Task: What lines below contain the word "white"? Please pull each one out.

(Image-grounded pointing data)
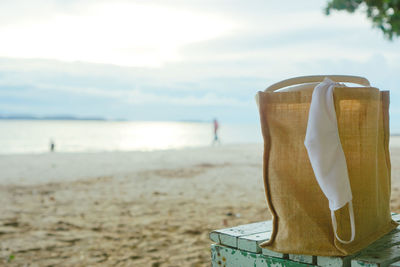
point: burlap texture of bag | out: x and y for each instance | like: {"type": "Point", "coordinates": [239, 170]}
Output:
{"type": "Point", "coordinates": [301, 216]}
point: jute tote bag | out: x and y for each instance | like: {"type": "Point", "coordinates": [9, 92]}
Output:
{"type": "Point", "coordinates": [302, 221]}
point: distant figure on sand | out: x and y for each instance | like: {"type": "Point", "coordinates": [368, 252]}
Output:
{"type": "Point", "coordinates": [216, 126]}
{"type": "Point", "coordinates": [52, 145]}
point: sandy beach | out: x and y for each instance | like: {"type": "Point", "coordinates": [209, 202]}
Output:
{"type": "Point", "coordinates": [130, 208]}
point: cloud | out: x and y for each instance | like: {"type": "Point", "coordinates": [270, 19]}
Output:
{"type": "Point", "coordinates": [101, 60]}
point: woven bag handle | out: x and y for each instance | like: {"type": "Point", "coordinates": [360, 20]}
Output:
{"type": "Point", "coordinates": [316, 79]}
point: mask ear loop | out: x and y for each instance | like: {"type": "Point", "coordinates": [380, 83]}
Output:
{"type": "Point", "coordinates": [353, 227]}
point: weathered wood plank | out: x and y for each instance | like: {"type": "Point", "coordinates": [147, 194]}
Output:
{"type": "Point", "coordinates": [248, 237]}
{"type": "Point", "coordinates": [335, 261]}
{"type": "Point", "coordinates": [215, 237]}
{"type": "Point", "coordinates": [230, 257]}
{"type": "Point", "coordinates": [251, 243]}
{"type": "Point", "coordinates": [302, 258]}
{"type": "Point", "coordinates": [271, 253]}
{"type": "Point", "coordinates": [229, 236]}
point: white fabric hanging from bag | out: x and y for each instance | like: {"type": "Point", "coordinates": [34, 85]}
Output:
{"type": "Point", "coordinates": [326, 154]}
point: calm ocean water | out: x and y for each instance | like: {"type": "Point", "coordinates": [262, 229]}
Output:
{"type": "Point", "coordinates": [18, 136]}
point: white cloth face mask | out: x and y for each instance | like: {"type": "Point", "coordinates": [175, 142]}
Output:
{"type": "Point", "coordinates": [326, 153]}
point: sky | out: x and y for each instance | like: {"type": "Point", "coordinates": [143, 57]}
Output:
{"type": "Point", "coordinates": [178, 60]}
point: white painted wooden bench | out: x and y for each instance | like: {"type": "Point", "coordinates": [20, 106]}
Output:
{"type": "Point", "coordinates": [238, 246]}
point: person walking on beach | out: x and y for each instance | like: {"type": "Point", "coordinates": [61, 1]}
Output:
{"type": "Point", "coordinates": [216, 126]}
{"type": "Point", "coordinates": [52, 145]}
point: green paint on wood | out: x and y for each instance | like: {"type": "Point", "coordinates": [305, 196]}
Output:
{"type": "Point", "coordinates": [225, 257]}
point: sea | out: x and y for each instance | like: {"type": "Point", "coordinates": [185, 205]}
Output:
{"type": "Point", "coordinates": [36, 136]}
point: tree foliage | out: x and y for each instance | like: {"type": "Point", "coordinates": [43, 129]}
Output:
{"type": "Point", "coordinates": [384, 14]}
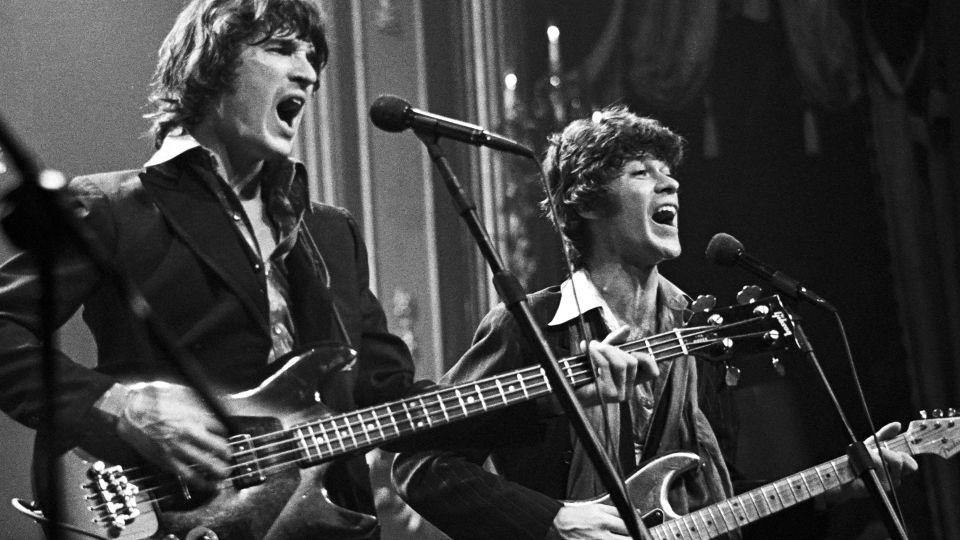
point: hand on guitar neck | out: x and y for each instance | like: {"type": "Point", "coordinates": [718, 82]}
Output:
{"type": "Point", "coordinates": [897, 463]}
{"type": "Point", "coordinates": [168, 425]}
{"type": "Point", "coordinates": [619, 371]}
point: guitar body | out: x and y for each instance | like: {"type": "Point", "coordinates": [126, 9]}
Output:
{"type": "Point", "coordinates": [648, 486]}
{"type": "Point", "coordinates": [289, 503]}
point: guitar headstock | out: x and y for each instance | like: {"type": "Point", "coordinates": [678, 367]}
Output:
{"type": "Point", "coordinates": [761, 326]}
{"type": "Point", "coordinates": [939, 434]}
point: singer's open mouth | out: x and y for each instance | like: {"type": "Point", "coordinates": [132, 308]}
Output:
{"type": "Point", "coordinates": [289, 108]}
{"type": "Point", "coordinates": [664, 215]}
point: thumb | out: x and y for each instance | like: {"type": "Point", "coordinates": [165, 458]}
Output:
{"type": "Point", "coordinates": [888, 431]}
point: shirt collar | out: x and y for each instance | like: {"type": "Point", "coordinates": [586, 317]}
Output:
{"type": "Point", "coordinates": [173, 146]}
{"type": "Point", "coordinates": [293, 173]}
{"type": "Point", "coordinates": [589, 298]}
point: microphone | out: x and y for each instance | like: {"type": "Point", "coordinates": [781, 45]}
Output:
{"type": "Point", "coordinates": [726, 250]}
{"type": "Point", "coordinates": [391, 113]}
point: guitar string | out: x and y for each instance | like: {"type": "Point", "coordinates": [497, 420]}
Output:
{"type": "Point", "coordinates": [898, 443]}
{"type": "Point", "coordinates": [641, 344]}
{"type": "Point", "coordinates": [632, 346]}
{"type": "Point", "coordinates": [579, 376]}
{"type": "Point", "coordinates": [424, 414]}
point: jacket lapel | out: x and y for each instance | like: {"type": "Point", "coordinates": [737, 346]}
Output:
{"type": "Point", "coordinates": [195, 215]}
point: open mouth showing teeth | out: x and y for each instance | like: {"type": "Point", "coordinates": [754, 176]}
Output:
{"type": "Point", "coordinates": [289, 108]}
{"type": "Point", "coordinates": [664, 215]}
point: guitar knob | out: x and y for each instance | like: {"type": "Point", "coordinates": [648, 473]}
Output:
{"type": "Point", "coordinates": [703, 303]}
{"type": "Point", "coordinates": [778, 366]}
{"type": "Point", "coordinates": [748, 294]}
{"type": "Point", "coordinates": [201, 533]}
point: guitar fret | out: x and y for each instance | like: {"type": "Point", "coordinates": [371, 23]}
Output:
{"type": "Point", "coordinates": [366, 429]}
{"type": "Point", "coordinates": [523, 385]}
{"type": "Point", "coordinates": [770, 499]}
{"type": "Point", "coordinates": [393, 421]}
{"type": "Point", "coordinates": [426, 412]}
{"type": "Point", "coordinates": [443, 407]}
{"type": "Point", "coordinates": [406, 409]}
{"type": "Point", "coordinates": [303, 443]}
{"type": "Point", "coordinates": [376, 418]}
{"type": "Point", "coordinates": [683, 345]}
{"type": "Point", "coordinates": [500, 390]}
{"type": "Point", "coordinates": [353, 437]}
{"type": "Point", "coordinates": [753, 500]}
{"type": "Point", "coordinates": [463, 406]}
{"type": "Point", "coordinates": [713, 519]}
{"type": "Point", "coordinates": [483, 403]}
{"type": "Point", "coordinates": [336, 430]}
{"type": "Point", "coordinates": [806, 484]}
{"type": "Point", "coordinates": [702, 528]}
{"type": "Point", "coordinates": [726, 514]}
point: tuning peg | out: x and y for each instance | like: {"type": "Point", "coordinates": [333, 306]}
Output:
{"type": "Point", "coordinates": [749, 294]}
{"type": "Point", "coordinates": [732, 375]}
{"type": "Point", "coordinates": [778, 366]}
{"type": "Point", "coordinates": [703, 303]}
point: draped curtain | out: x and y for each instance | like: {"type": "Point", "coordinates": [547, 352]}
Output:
{"type": "Point", "coordinates": [915, 157]}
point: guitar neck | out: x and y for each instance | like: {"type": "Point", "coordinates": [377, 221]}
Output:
{"type": "Point", "coordinates": [731, 514]}
{"type": "Point", "coordinates": [334, 436]}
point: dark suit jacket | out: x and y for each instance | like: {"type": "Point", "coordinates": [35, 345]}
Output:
{"type": "Point", "coordinates": [168, 231]}
{"type": "Point", "coordinates": [530, 444]}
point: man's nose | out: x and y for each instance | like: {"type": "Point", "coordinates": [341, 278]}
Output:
{"type": "Point", "coordinates": [302, 71]}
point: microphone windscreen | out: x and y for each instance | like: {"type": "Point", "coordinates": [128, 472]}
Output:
{"type": "Point", "coordinates": [724, 249]}
{"type": "Point", "coordinates": [389, 113]}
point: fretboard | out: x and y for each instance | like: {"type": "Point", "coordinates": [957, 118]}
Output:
{"type": "Point", "coordinates": [334, 436]}
{"type": "Point", "coordinates": [750, 506]}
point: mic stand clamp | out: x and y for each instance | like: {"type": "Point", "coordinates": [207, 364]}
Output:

Output for this exercise:
point: white fabric hanging from bag | out: x and y for each instance | like: {"type": "Point", "coordinates": [34, 85]}
point: white cloth face mask | out: x and y for each instance | like: {"type": "Point", "coordinates": [175, 142]}
point: white painted wooden bench | out: x and y for each instance | like: {"type": "Point", "coordinates": [20, 106]}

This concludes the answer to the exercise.